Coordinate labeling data
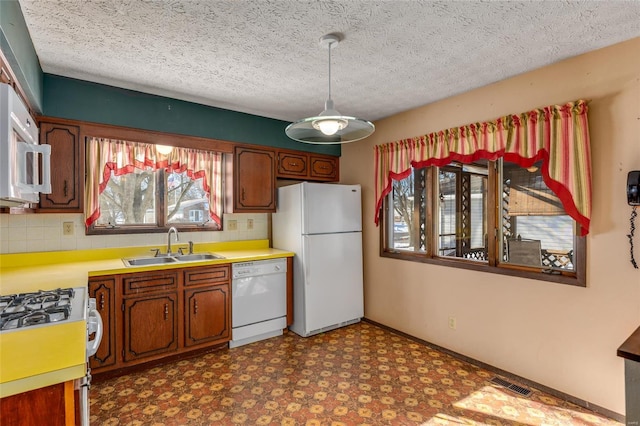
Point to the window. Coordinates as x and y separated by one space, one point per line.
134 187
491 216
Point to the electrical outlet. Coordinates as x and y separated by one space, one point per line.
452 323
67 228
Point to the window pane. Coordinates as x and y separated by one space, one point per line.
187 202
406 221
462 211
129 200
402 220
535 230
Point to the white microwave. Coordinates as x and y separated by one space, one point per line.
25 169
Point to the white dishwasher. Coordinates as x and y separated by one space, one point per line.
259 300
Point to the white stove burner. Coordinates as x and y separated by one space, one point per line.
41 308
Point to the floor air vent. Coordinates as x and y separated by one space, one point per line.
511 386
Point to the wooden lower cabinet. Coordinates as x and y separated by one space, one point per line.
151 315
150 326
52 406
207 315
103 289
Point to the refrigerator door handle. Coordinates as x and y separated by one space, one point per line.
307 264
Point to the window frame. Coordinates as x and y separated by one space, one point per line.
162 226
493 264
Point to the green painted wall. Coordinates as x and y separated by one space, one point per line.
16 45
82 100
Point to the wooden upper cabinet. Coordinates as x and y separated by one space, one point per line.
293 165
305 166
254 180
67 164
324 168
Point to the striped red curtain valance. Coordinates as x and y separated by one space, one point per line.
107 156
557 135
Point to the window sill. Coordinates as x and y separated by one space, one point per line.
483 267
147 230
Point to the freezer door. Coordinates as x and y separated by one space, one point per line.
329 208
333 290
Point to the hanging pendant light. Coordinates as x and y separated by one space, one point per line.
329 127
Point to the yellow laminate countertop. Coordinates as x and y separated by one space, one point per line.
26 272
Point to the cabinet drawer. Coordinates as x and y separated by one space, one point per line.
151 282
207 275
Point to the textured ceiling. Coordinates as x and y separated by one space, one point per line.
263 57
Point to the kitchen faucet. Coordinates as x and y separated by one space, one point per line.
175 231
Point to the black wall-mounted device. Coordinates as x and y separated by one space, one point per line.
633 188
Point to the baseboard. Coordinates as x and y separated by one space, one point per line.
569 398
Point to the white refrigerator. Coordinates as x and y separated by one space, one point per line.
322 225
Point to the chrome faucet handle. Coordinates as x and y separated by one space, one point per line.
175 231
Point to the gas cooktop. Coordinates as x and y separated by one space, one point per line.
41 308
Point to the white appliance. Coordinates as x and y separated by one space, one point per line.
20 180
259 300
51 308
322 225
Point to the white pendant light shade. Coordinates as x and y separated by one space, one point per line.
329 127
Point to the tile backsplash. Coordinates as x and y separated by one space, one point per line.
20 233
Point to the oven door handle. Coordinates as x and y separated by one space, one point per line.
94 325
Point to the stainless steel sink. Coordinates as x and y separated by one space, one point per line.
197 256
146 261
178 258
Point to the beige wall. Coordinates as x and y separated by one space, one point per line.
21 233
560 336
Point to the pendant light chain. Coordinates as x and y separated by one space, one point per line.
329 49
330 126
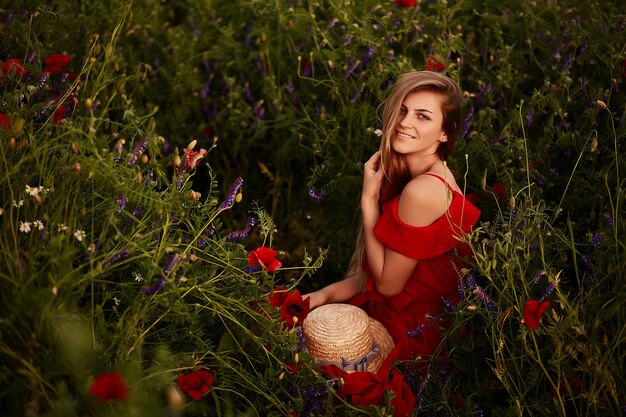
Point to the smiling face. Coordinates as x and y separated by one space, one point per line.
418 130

* * *

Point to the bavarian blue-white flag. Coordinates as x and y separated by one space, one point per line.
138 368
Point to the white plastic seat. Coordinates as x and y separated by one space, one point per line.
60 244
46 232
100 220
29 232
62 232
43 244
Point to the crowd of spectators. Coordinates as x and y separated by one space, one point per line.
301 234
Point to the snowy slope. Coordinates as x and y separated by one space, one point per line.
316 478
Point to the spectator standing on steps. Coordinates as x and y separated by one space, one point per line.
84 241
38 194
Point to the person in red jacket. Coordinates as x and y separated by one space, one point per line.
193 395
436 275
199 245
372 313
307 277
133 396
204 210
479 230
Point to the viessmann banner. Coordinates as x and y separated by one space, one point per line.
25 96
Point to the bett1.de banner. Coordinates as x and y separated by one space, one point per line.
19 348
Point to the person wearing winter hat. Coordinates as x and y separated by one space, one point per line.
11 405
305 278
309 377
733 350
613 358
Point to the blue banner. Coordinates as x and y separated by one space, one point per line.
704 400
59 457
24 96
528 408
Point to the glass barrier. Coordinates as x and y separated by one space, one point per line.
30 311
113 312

### TASK STATEMENT
Can you return every line in the items above that contains the string "blue"?

### ANSWER TO THE TASK
Point to the bavarian blue-white flag. Coordinates as x and y separated by one space, one point per line.
Point to the blue banner. Coordinates as x and y separated by one space, one point per line.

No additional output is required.